> **Passage given**:
So yes I consider avoiding the concurrent effort is better, but
since we also take the firmware design in account in the whole platform
representation in DT (DSPs, SCM, GMU, ...) we should also extend this
to thermal.

Neil

> 
> Konrad
Konrad Dybcio Jan. 9, 2025, 3:20 p.m. UTC | #3
On 3.01.2025 3:49 PM, Neil Armstrong wrote:
> On 03/01/2025 15:43, Konrad Dybcio wrote:
>> On 3.01.2025 3:38 PM, Neil Armstrong wrote:
>>> On the SM8650 platform, the dynamic clock and voltage scaling (DCVS) for
>>> the CPUs and GPU is handled by hardware & firmware using factory and
>>> form-factor determined parameters in order to maximize frequency while
>>> keeping the temperature way below the junction temperature where the SoC
>>> would experience a thermal shutdown if not permanent damages.
>>>
>>> On the other side, the High Level Ooperating System (HLOS), like Linux,
>>> is able to adjust the CPU and GPU frequency using the internal SoC
>>> temperature sensors (here tsens) and it's UP/LOW interrupts, but it
>>> effectly does the same work twice in an less effective manner.
>>>
>>> Let's take the Hardware & Firmware action in account and design the
>>> thermal zones trip points and cooling devices mapping to use the HLOS
>>> as a safety warant in case the platform experiences a temperature surge
>>> to helpfully avoid a thermal shutdown and handle the scenario gracefully.

> **Entries provided**:
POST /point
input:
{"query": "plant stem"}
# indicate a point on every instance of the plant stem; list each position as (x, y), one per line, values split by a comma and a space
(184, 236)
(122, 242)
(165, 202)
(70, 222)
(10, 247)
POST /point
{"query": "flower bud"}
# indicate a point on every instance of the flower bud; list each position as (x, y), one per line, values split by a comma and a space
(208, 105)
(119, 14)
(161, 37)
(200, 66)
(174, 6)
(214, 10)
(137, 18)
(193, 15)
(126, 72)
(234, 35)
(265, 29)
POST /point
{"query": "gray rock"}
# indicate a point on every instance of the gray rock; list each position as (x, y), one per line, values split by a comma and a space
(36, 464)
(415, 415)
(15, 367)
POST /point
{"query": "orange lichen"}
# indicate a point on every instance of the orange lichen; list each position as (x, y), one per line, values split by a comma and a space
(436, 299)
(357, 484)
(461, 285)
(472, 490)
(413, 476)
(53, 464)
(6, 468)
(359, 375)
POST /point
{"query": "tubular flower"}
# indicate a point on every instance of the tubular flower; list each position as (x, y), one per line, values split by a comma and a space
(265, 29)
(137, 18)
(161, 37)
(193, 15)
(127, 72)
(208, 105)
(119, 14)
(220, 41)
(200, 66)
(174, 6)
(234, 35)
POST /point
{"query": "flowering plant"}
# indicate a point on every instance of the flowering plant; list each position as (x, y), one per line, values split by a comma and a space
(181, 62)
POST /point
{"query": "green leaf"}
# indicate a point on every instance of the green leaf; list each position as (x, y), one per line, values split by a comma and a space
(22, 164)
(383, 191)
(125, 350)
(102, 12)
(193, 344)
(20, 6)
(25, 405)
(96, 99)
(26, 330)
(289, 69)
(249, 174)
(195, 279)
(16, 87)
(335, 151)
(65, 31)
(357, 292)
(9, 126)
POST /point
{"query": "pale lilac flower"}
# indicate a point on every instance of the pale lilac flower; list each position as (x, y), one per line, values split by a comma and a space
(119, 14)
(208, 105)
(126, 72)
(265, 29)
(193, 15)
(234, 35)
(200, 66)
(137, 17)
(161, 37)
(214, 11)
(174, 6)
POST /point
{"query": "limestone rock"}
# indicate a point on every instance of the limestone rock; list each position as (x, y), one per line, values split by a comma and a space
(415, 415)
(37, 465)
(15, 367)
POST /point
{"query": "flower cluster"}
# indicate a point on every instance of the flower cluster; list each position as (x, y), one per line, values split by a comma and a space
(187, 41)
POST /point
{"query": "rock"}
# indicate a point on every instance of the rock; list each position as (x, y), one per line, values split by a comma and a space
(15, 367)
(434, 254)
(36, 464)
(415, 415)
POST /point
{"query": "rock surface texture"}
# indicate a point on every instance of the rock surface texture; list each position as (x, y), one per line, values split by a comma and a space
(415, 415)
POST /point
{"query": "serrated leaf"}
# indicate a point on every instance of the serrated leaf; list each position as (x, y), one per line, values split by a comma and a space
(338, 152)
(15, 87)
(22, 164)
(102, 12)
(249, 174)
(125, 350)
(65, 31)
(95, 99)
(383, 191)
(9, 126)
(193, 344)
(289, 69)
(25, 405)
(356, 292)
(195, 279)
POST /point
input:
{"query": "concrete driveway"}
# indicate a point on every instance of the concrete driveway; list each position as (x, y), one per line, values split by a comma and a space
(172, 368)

> **Set exercise 1**: According to the thread on SM8650 thermal handling, what handles the dynamic clock and voltage scaling for the CPUs and GPU on that platform?
> **Set exercise 2**: Pick up the thread on SM8650 thermal handling after its final line and carry it forward in the same style.

> **Written answer 1**: Hardware and firmware handle it, using factory and form-factor determined parameters.

> **Written answer 2**:
>>>
>>> On the CPU side, the LMh hardware does the DCVS control loop, so
>>> let's set higher trip points temperatures closer to the junction
>>> and thermal shutdown temperatures and add some idle injection cooling
>>> device with 100% duty cycle for each CPU that would act as emergency
>>> action to avoid the thermal shutdown.
>>>
>>> On the GPU side, the GPU Management Unit (GMU) acts as the DCVS
>>> control loop, but since we can't perform idle injection, let's
>>> also set higher trip points temperatures closer to the junction
>>> and thermal shutdown temperatures to reduce the GPU frequency only
>>> as an emergency action before the thermal shutdown.

We could probably work out some mechanism for drm to say "gpu is too
hot / too busy" and stall the userspace's requests.. If that doesn't
exist already (+RobC)

>>>
>>> Those 2 changes optimizes the thermal management design by avoiding
>>> concurrent thermal management, calculations & avoidable interrupts
>>> by moving the HLOS management to a last resort emergency if the
>>> Hardware & Firmwares fails to avoid a thermal shutdown.
>>>
>>> Signed-off-by: Neil Armstrong <neil.armstrong@linaro.org>
>>> ---
>>
>> Got any numbers to back this?
> 
> To back which part ? Yes I've been running loads with difference
> scenarios and effectively the hardware work is much better with
> a more linear correction and slighly better performances because
> it sets slighly higger OPPs while maintaining the core closer to
> the target temperature range. Which is kind of expected.
> 
> I don't have easy numbers to share, sorry...

Ok, what you said above sounds good already.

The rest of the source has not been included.